*** Gegevens bij opdracht
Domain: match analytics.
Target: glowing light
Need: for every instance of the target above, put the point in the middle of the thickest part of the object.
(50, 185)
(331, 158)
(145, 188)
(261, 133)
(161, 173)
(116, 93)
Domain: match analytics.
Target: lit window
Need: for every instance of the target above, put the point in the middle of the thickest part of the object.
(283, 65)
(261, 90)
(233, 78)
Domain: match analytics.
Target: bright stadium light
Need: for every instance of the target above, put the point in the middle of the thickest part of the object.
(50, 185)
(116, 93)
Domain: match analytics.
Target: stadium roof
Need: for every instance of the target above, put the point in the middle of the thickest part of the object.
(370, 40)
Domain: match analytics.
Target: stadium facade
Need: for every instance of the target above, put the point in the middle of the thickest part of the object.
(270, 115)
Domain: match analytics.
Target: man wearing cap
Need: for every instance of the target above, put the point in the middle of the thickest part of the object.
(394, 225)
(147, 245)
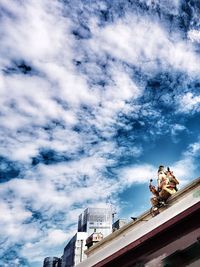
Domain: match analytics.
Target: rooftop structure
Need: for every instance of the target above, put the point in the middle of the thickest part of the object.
******
Zet alle rijen hierboven om in een genummerde lijst zonder lege regels. Laat de afbeeldingen in je antwoord weg.

1. Domain: match analytics.
2. Target: glowing light
3. Need: for every instance of the target above, put the point in the middle of the thickest part of the object.
4. (50, 185)
5. (331, 158)
6. (145, 188)
7. (261, 133)
8. (161, 173)
9. (116, 93)
10. Domain: match analytics.
11. Target: lit window
12. Need: for every instance of the target above, put the point in the middle of the thickest part of the object.
13. (283, 65)
14. (261, 90)
15. (233, 78)
16. Domain: match analytics.
17. Target: bright stadium light
18. Need: for every instance of the target above, put the point in the middle of the thickest part of the object.
19. (50, 185)
20. (116, 93)
21. Domain: match analytics.
22. Target: stadium roof
23. Need: for every instance of the target above, put the point in the middle of the thickest part of the object.
24. (370, 40)
25. Domain: match analytics.
26. Target: stadium facade
27. Need: for every instance of the target above, put the point in the middle of the thickest part of the object.
28. (270, 115)
29. Domain: match analytics.
30. Target: man wearing cap
31. Need: for every instance of the target above, put the point in the middle of the thickest part of the object.
32. (394, 225)
33. (147, 245)
34. Domain: match analytics.
35. Target: rooftop structure
36. Need: for every instance of the target above, put the point in the middle of the thickest part of the object.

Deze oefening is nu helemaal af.